— SOURCE TEXT —
- - - - - - -

Guest Post: Another Katyn Massacre, Another Srebrenica
Putin is failing in his goal of expanding Russia's borders. His only ‘victory’ is recreating the very worst of the old Soviet state.
Last month I put up two posts about Ukraine and Russia by my brother, Tom Fallows, a life-long scholar of Russian affairs.1 They were “Kiev in the 1970s, and Kyiv Now,” and “The Street Sense to Recognize a Gangster.”
This past weekend, as evidence emerged of mass civilian executions by Russian troops in the Ukrainian city of Bucha, Tom wrote about a historical connection that will immediately occur to many people in the region. That is the Katyn Forest Massacre, in 1940.
In America of the Cold War era, this was a well-known episode. I had a history class about it in junior high school, from a teacher who had been part of the Allied forces on D-Day. Politicians, preachers, and editorial writers in those years would use the name “Katyn Forest” and assume audiences would know what they were talking about.
Time rolls on, and it is a much less familiar reference these days. Just now I checked the Google Ngram viewer (which tracks word-use frequency in books) and it confirmed what I thought. This is the pattern for mentions of “Katyn Forest” in American English.
But in Poland and throughout Europe, the reference remains more vivid. The Google Ngrams also track many European languages, though not Polish, and the ones I checked show more sustained mentions of Katyn.
The two essential points about this event are that in 1940, thousands of Polish soldiers and officers being held as prisoners of war were systematically executed, mainly by bullets to the back of the head. And that for decades Soviet officials falsely maintained that invading Nazi forces had done the killing. The outside world concluded otherwise very quickly. But not until 1990, under Mikhail Gorbachev, did the Soviet government admit that its own security forces had murdered the Poles. Further background on the massacre is here from Britannica, here from History.com, here from the National Archives, and here from an informative Wikipedia entry.

- - - - - - -

— GIVEN DATA —
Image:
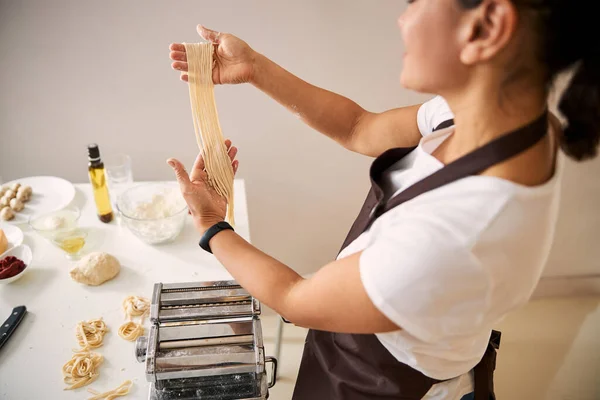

- - - - - - -

— EXERCISE TASKS —
#1 From the Katyn guest post, list every source it gives for further background on the massacre.
#2 Write a continuation of the Katyn guest post, picking up after its last sentence.
The data play no role here.

— ANSWERS TO THE PROBLEMS —
#1 Britannica, History.com, the National Archives, Wikipedia

#2
Before turning the stage over to Tom, one other note. The photo at the top of this post is of a Katyn memorial at a Polish military cemetery in Warsaw. The actual killings occurred in the Katyn Forest in Russia, some 500 miles to the east. I am using this photo because available images of bodies at the Katyn Forest mass grave site are too gruesome and horrific to show up unbidden in anyone’s email inbox.
They are like some of the images we are seeing now from Bucha.
Bucha, Katyn, and Srebrenica
Where Putin May Be Worse than Stalin
By Thomas S. Fallows
The world is confronting the shocking news of Russian military withdrawal out of the outskirts of Kyiv exposing areas of civilian atrocities in the village of Bucha (executions of civilians, people found shot with their hands tied, and a mass grave where an estimated 150 civilians were buried in a crude ditch). This news can only enrage anybody who cares about humanitarian civilian protection. Already a week ago, President Biden publicly referred to war crimes by Russians in Ukraine, but now we are seeing worse things: now a mass grave site.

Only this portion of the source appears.